◆ Фрагмент текста ◆

Мистическое мировидение. Пять образов русского символизма
Несколько проясняет представления Бердяева о бессмертии его предположение, что человек, если бы он достиг полной одухотворенности и благодаря одухотворенности обрел независимую власть над природой, душой и телом, то вовсе не заметил бы физического события своей смерти, находясь на пути к вечности. Это преодоление смерти посредством отрыва ее от объективированного мира и отнесения к экзистенциальным глубинам духа — который тем самым становится открытой в бессмертие дверью — отнюдь не избавляет христианина от страха смерти. Вера в бессмертие — не утешение и не привилегия верующих. Мало того, Бердяев считает вполне ясным, что истинные христиане в минуту слабости могут завидовать атеистам, для которых нет никакой жизни после смерти. Для атеиста все кончается со смертью тела, и настает великий покой небытия. Христианин же боится Страшного Суда, ада, вечных мук.
Заключительная глава книги «О назначении человека», в первом разделе которой обсуждается проблема ада, — одна из самых личных и самых трудных из всего, что принадлежит перу Бердяева. Свои мысли он представляет в виде теологических и религиозно-этических размышлений, однако они так глубоко внедряются в проблемы психологии и вопросы личного исповедального характера, что, изучив их, приходишь, скорее, к углубленному пониманию человека Бердяева, но не к решению теологической проблемы смерти и бессмертия.
Естественным образом проистекает из эсхатологического характера его этики то, что Бердяев первым делом яростно атакует массовые и примитивно-бого- словские представления об аде как месте пребывания грешников после смерти. Представителями этого «возмутительного» и «пошлого» взгляда Бердяев называет величайшего учителя и величайшего поэта католического мира — Фому Аквинского и Данте. Сам Бердяев считает, что ад вовсе не действительность, ожидающая человека в потустороннем мире. Для него слово «ад» есть «лишь символ» мучительных состояний, которые человек переживает во внутреннем пространстве своего «я». Ад — это внутренняя ситуация человека, и понять ее можно лишь исходя из самого человека, из его «субъективного». Если бы дело обстояло по-другому и ад был некоей основанной Богом судебной институцией, то поневоле пришлось бы прийти к религиозному возмущению против Бога. Бердяев наотрез отказывается принять ту мысль, что Бог с самого начала включил ад в свой план творения и тем самым предоставил дьяволу большую область для размещения его колонии грешников. Об этой возмутительной идее Бердяев пишет в величайшем волнении, прежде всего он возмущен «христианскими садистами», которые, гордясь своими добродетелями, соглашаются во имя Христа с существованием адского карательного заведения. По его мнению, такое представление об аде решительно несоединимо с верой в Бога. Бог, который постоянно подвергает мукам свои творения, уже не отличим от черта. Этому недопустимому представлению об аде Бердяев противопоставляет другое представление, глубоко основанное в мистических безднах его учения о свободе. Ад, как ни странно это звучит, есть «моральный постулат свободы». Его оправдание следует искать не в требовании справедливости и не в этической необходимости призывать грешников к ответственности, но в предотвращении угрозы того, что люди могут быть насильно приведены к добру и насильно загнаны в рай. Человек должен находиться между добром и злом, между раем и адом, чтобы, не испытывая влияния с чьей-либо стороны, даже со стороны Бога, познавать и подтверждать духовный аристократизм первозданной свободы. Человек, чтобы чувствовать себя полностью свободным, должен иметь возможность предпочесть ад любому раю.

◆ Задания для выполнения ◆
a – Выпишите из записей все строки, содержащие слово «cargo», с учетом регистра букв.
b – Продолжите текст о взглядах Бердяева на ад и бессмертие, начав сразу после его последнего предложения.
Текст и записи никак не связаны друг с другом.

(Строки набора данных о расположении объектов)
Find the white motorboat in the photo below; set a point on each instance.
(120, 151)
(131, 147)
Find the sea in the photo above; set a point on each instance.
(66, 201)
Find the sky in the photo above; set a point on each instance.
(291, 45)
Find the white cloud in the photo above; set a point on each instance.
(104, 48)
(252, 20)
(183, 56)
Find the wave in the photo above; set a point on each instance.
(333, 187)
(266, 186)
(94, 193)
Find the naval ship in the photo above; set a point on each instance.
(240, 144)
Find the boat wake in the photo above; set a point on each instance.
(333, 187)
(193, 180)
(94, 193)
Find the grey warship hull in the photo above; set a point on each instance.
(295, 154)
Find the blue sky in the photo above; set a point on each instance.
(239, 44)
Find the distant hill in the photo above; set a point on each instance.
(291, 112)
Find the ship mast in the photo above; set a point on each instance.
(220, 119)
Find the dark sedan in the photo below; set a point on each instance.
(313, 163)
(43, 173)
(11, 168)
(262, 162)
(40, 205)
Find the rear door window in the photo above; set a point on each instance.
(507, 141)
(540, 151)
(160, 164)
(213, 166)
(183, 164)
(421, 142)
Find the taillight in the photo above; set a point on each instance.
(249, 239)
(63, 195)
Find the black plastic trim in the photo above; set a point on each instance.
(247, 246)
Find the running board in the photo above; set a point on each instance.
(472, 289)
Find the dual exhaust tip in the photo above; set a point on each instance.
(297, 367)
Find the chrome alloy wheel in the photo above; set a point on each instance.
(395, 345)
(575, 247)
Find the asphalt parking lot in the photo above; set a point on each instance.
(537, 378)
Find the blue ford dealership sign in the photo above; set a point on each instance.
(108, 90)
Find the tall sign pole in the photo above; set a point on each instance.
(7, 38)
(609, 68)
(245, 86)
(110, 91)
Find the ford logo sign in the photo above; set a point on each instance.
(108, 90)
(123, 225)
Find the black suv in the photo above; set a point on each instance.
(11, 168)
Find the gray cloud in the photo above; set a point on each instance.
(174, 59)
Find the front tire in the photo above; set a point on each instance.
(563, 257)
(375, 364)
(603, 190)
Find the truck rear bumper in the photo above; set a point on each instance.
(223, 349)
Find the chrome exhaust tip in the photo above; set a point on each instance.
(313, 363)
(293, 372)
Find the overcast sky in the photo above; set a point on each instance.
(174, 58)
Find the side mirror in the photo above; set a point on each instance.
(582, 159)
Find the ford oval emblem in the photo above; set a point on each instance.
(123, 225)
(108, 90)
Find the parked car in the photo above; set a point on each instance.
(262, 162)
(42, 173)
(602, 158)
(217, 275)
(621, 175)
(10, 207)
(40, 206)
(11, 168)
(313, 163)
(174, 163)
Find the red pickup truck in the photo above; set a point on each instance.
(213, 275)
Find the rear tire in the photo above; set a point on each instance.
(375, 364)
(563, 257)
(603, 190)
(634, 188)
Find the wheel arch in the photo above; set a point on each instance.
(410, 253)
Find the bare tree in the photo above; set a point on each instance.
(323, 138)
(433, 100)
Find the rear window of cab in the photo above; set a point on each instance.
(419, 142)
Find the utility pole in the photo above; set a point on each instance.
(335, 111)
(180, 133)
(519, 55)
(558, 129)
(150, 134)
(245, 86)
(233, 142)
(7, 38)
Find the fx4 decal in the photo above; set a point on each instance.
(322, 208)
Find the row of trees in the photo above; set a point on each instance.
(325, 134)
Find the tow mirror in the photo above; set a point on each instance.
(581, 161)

---

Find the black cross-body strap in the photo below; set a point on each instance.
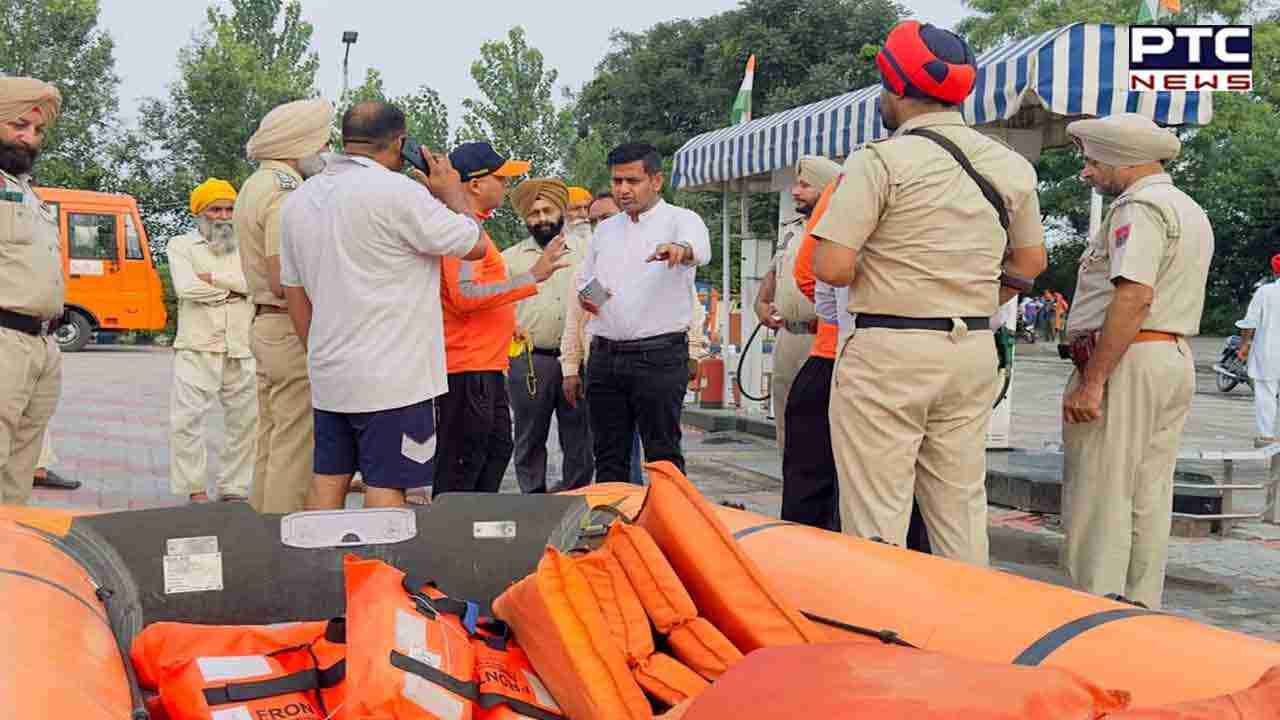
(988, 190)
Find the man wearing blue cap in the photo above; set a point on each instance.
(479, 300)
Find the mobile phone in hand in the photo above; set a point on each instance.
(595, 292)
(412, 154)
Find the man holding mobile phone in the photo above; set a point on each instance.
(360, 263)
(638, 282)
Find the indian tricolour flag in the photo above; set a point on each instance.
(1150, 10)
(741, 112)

==

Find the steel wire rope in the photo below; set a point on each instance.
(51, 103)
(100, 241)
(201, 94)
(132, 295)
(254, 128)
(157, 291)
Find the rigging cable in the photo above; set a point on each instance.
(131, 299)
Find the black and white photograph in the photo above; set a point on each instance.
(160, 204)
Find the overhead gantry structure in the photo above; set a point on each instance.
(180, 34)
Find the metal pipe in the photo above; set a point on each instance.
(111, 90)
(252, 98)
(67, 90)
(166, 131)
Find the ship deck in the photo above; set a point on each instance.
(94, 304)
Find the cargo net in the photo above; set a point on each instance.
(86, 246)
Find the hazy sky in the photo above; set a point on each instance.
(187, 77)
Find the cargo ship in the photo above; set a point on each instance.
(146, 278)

◆ Ответы по заданиям ◆
a –
Find the cargo net in the photo above; set a point on each instance.
Find the cargo ship in the photo above; set a point on each instance.

b –
Но что такое ад? Ответ на этот вопрос, который Бердяев дает в разнообразных формулировках и выражениях в той же главе об аде, венчает утверждение, что ад есть «фантасмагория, кошмарное сновидение» человека, замкнувшегося в своем «я». Бердяев пишет: «Ада нет нигде, кроме как в несуществующей отдельно от всякой объективности, замкнутой в себе, не способной к трансценденции субъективности». Более основательно определение, а вернее, описание субъективности ада связано с бердяевским пониманием личности. Ад — это распад богоданной личности, утрата целостности, внутренней гармонии, наконец, это потеря возможности и даже самой воли разорвать гнетущее кольцо одиночества.
Для понимания бердяевского ада необходимо внимательно отнестись к его словам о том, что человек испытывает адские муки лишь до тех пор, пока во мрак его одинокого «я» проникают хотя бы слабые лучи божественного света. Как только он погаснет, все муки прекращаются, — это знак того, что человек опустился в абсолютное ничто. Однако нельзя возлагать ответственность за это на Бога. Человек сам покоряется адским мукам, если терпит поражение в своей борьбе за Бога, если смиряется с тем, что иррациональная свобода, когда-то провозгласившая свое согласие с божественным актом творения, привела его, человека, на край несотворенного ничто, в котором бурлят темные страсти, снедающий страх, соблазнительные мечты, искушения и возмущение, а бурлят они там потому, что им закрыт выход в вечность.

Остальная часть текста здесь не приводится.